──────── Texto extraído ────────

Com a ascensão da valorização dos direitos individuais, os defensores do Estado Absolutista, em maioria, acabaram cedendo espaço a um modo diferente de organização estatal. Carvalho explica essa evolução como a equivalência do Estado ao direito, com a constituição de uma personalidade jurídica (1999, p.41). Há um enxugamento dos direitos do Estado e de seus governantes, “aparecem as Constituições escritas, como instrumento de racionalização do poder e de renovação do pacto social dos contratualistas” (ibidem, p.46).
Souza afirma que “a institucionalização do Estado de Direito de modo coerente (…) ocorreu depois da Revolução Francesa, nos Estados liberais do século passado [XIX], fundados precisamente na doutrina do ‘império da lei’” (1984, p.26).
Logo, os deveres e direitos do Estado, de toda a administração, passaram a restringir-se dentro daquilo que estivesse regido pela Lei, não por vontade divina, ou pela vontade do Príncipe, mas estabelecido em um texto que após aprovado depois do devido processo legal – processo legislativo – deve valor como obrigação para todos dentro dos seus limites jurisdicionais (MEIRELLES, 1991, p.78).
No Brasil, Silva ensina que “a concepção liberal do Estado de Direito servira de apoio aos direitos do homem, convertendo súditos em cidadãos livres” (2000, p.117). Visando resguardar os direitos dos cidadãos, a Constituição da República Federativa do Brasil, promulgada em 1988 (CF/88) em seu Título II – dos direitos e garantias fundamentais, Capítulo I – dos direitos e deveres individuais e coletivos por seu art. 5º, inciso XII de maneira inalterável defende:
Art. 5º Todos são iguais perante a lei, sem distinção de qualquer natureza, garantindo-se aos brasileiros e aos estrangeiros residentes no País a inviolabilidade do direito à vida, à liberdade, à igualdade, à segurança e à propriedade, nos termos seguintes:
(…)

──────── Informações fornecidas ────────

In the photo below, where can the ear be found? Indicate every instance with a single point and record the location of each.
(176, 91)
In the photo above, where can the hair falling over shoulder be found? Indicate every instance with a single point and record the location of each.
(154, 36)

────────

◆ **Instruções da tarefa**: Por favor, copie sem alterações o trecho do texto sobre o Estado de Direito, tudo desde "Logo, os deveres" até "(MEIRELLES, 1991, p.78).".

◆ **Solução da tarefa**:
Logo, os deveres e direitos do Estado, de toda a administração, passaram a restringir-se dentro daquilo que estivesse regido pela Lei, não por vontade divina, ou pela vontade do Príncipe, mas estabelecido em um texto que após aprovado depois do devido processo legal – processo legislativo – deve valor como obrigação para todos dentro dos seus limites jurisdicionais (MEIRELLES, 1991, p.78).